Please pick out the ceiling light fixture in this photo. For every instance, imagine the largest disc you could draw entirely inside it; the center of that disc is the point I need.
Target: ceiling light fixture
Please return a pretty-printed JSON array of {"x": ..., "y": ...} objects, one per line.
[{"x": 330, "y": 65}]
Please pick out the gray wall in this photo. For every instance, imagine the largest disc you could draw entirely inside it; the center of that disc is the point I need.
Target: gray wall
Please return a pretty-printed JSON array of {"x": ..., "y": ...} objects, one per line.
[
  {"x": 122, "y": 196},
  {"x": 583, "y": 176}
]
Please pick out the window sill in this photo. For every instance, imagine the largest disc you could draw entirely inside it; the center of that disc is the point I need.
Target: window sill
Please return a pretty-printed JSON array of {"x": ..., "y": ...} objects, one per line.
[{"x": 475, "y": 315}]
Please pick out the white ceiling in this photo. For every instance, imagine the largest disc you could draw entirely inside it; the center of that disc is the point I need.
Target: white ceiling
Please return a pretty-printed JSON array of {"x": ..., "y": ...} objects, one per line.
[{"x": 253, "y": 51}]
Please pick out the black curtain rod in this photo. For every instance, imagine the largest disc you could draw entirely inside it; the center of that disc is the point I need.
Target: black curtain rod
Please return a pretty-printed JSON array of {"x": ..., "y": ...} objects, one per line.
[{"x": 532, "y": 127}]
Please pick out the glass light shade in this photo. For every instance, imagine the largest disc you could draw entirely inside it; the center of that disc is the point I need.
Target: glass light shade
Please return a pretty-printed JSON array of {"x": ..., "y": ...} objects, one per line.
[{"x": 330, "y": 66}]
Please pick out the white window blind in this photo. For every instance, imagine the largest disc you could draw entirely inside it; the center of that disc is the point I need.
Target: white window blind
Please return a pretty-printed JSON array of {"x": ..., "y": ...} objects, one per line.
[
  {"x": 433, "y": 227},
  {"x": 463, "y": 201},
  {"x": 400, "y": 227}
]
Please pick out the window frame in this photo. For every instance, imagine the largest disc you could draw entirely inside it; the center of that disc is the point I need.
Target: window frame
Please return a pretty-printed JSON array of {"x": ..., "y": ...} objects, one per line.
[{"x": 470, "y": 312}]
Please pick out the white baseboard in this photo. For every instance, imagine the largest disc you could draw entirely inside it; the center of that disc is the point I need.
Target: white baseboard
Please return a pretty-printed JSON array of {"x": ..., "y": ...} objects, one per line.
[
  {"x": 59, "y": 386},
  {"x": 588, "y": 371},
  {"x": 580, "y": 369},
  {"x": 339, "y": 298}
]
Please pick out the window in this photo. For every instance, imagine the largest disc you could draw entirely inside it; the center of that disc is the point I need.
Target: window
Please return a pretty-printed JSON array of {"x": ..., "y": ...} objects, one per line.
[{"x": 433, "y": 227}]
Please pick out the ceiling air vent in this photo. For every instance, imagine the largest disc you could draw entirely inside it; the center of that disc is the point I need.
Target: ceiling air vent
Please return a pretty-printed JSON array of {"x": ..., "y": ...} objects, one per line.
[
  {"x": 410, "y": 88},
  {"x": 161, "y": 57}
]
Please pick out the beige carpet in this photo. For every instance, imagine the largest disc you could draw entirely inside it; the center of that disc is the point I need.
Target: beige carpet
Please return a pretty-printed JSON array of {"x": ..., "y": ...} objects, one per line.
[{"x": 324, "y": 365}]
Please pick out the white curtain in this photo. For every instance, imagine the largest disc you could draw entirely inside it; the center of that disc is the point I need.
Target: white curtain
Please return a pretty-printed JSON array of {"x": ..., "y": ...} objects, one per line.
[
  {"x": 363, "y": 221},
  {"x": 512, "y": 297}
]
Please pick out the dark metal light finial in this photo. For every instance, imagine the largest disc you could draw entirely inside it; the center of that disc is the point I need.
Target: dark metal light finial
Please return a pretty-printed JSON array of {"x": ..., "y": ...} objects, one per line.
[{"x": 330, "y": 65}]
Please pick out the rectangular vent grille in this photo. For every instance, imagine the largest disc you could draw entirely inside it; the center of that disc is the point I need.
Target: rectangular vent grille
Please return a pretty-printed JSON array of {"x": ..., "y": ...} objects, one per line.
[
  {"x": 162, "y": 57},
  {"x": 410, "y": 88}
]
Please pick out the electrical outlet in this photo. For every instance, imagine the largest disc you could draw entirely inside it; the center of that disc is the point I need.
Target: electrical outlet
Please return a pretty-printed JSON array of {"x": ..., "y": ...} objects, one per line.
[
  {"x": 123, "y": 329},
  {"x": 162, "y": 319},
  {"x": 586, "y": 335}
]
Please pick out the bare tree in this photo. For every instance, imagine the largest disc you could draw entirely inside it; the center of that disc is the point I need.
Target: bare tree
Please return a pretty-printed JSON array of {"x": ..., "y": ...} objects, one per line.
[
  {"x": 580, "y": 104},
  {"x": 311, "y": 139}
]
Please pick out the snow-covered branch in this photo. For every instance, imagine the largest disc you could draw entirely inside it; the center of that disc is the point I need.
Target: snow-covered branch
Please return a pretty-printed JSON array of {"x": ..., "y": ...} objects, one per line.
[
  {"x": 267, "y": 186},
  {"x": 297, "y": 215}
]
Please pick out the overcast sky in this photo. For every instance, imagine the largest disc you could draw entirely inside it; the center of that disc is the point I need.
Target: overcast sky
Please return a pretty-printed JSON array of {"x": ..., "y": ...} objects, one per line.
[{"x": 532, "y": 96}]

TO DO
Each line, starting with the one that holds "Target: bare tree" and ending with the last line of the listing, is to be restated exactly.

SOLUTION BELOW
Target: bare tree
Please return a pretty-printed JSON array of {"x": ..., "y": ...} objects, one per line.
[
  {"x": 580, "y": 104},
  {"x": 311, "y": 139}
]
Please pick out the snow-covered branch in this photo. For every instance, imagine the largest disc you could draw entirely inside it; the center of that disc is the point I need.
Target: snow-covered branch
Please return a pretty-printed JSON array of {"x": ..., "y": ...} objects, one per line.
[
  {"x": 267, "y": 186},
  {"x": 297, "y": 215}
]
Please pick out the overcast sky in this photo. For every instance, imagine the largest disc you could draw entirely inside it; the center of that disc is the point I need.
Target: overcast sky
Please return a pretty-printed JSON array of {"x": ..., "y": ...} objects, one per line.
[{"x": 532, "y": 96}]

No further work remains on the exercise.